▶ **발췌 본문**:
____

데이터와 관련된 hyperparameter 들을 정의합니다.

In [None]:
train_img_dir = 'data/afhq/train'
val_img_dir = 'data/afhq/val'


randcrop_prob = 0.5
num_workers = 2

batch_size = 1
val_batch_size = 1

In [None]:
loaders = Munch(src=get_train_loader(root=train_img_dir,
                                             which='source',
                                             img_size=img_size,
                                             batch_size=batch_size,
                                             prob=randcrop_prob,
                                             num_workers=num_workers),
                        ref=get_train_loader(root=train_img_dir,
                                             which='reference',
                                             img_size=img_size,
                                             batch_size=batch_size,
                                             prob=randcrop_prob,
                                             num_workers=num_workers),
                        val=get_test_loader(root=val_img_dir,
                                            img_size=img_size,
                                            batch_size=val_batch_size,
                                            shuffle=True,
                                            num_workers=num_workers))

____

▶ **원본 데이터**:
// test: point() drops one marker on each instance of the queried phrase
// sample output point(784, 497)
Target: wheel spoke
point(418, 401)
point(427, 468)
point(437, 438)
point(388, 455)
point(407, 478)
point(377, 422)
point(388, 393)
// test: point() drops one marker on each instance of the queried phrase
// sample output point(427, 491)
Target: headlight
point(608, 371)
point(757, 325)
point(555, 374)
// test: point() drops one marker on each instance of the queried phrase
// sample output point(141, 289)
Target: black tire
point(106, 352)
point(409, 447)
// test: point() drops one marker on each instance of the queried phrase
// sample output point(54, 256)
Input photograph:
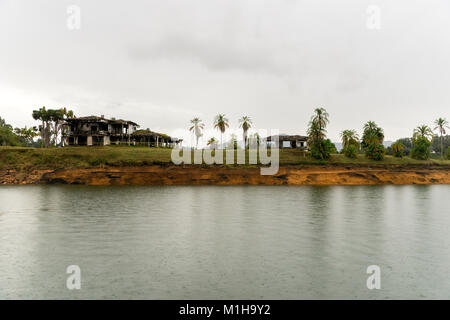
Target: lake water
point(235, 242)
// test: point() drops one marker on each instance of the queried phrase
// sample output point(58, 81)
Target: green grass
point(20, 158)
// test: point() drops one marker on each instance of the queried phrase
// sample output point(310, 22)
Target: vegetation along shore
point(99, 151)
point(120, 165)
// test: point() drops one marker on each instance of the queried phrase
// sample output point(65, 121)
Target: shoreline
point(223, 175)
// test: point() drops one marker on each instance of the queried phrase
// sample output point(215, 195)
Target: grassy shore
point(87, 157)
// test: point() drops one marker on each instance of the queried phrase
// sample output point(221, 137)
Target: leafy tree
point(232, 144)
point(245, 123)
point(197, 127)
point(398, 149)
point(407, 145)
point(52, 124)
point(43, 115)
point(212, 143)
point(254, 140)
point(372, 141)
point(375, 151)
point(349, 137)
point(221, 123)
point(439, 143)
point(423, 131)
point(441, 125)
point(7, 135)
point(372, 134)
point(26, 135)
point(320, 148)
point(351, 151)
point(421, 149)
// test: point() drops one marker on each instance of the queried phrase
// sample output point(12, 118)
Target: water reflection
point(224, 242)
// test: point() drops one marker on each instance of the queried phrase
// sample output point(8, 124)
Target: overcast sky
point(161, 63)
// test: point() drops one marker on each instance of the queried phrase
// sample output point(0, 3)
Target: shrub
point(330, 146)
point(351, 151)
point(421, 149)
point(375, 151)
point(320, 150)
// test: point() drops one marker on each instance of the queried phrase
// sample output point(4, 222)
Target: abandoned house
point(287, 141)
point(99, 131)
point(155, 139)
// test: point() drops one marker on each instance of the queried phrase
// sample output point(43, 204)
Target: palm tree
point(197, 127)
point(212, 143)
point(221, 123)
point(398, 148)
point(441, 125)
point(349, 137)
point(321, 118)
point(423, 131)
point(245, 124)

____

▶ **연습 문제 1**:
데이터 로더 발췌문에 대해 답하세요.
(a) randcrop_prob에는 어떤 값이 지정되어 있나요?
(b) val 로더의 shuffle 인자는 무엇으로 설정되어 있나요?
(c) ref 로더를 만들 때 which 인자에는 무엇이 들어가나요?
▶ **연습 문제 2**:
데이터 로더 발췌문의 설명에 따르면 첫 번째 코드 블록은 무엇을 하나요? 그 값들이 두 번째 블록에서 어떻게 쓰이는지 한 문장에서 세 문장으로 설명하세요.
▶ **연습 문제 3**:
데이터 로더 발췌문이 멈춘 곳 다음 부분을 이어서 써 주시겠어요?

▶ **연습 답안 1**:
(a) 0.5
(b) True
(c) 'reference'

▶ **연습 답안 2**:
첫 번째 코드 블록은 데이터와 관련된 hyperparameter들을 정의합니다. 이 블록은 이미지 경로, randcrop_prob, num_workers, batch_size, val_batch_size를 지정합니다. 두 번째 블록의 get_train_loader와 get_test_loader는 이 값들을 인자로 받아 src, ref, val 로더를 만듭니다.

▶ **연습 답안 3**:
In [None]:
fetcher = InputFetcher(loaders.src, loaders.ref, latent_dim, 'train')
fetcher_val = InputFetcher(loaders.val, None, latent_dim, 'val')

### data example

In [None]:
inputs = next(fetcher)

In [None]:
inputs.keys()

In [None]:
for key in inputs.keys():
    print(key, inputs[key].shape)

In [None]:
inputs_val = next(fetcher_val)

In [None]:
inputs_val.keys()

In [None]:
for key in inputs_val.keys():
    print(key, inputs_val[key].shape)

In [None]:
x_src = inputs.x_src[0].permute(1,2,0).data.cpu().numpy() # 이미지로 보여주기 위해서는 
x_ref = inputs.x_ref[0].permute(1,2,0).data.cpu().numpy() # (3, 256, 256) -> (256, 256, 3)으로 변경시켜주어야합니다.
x_ref2 = inputs.x_ref2[0].permute(1,2,0).data.cpu().numpy()

In [None]:
plt.figure(figsize=(20,7))
plt.subplot(1,3,1)
plt.imshow(x_src*0.5+0.5) # -1~1 로 normalize 된 이미지를 0~1로 복구시킵니다.
plt.title('x_src')
plt.subplot(1,3,2)
plt.imshow(x_ref*0.5+0.5)
plt.title('x_ref')
plt.subplot(1,3,3)
plt.imshow(x_ref2*0.5+0.5)
plt.title('x_ref2')
plt.show()

# criterion & optimizer

In [None]:
"""
각 network 마다 optimizer를 만들어줍니다.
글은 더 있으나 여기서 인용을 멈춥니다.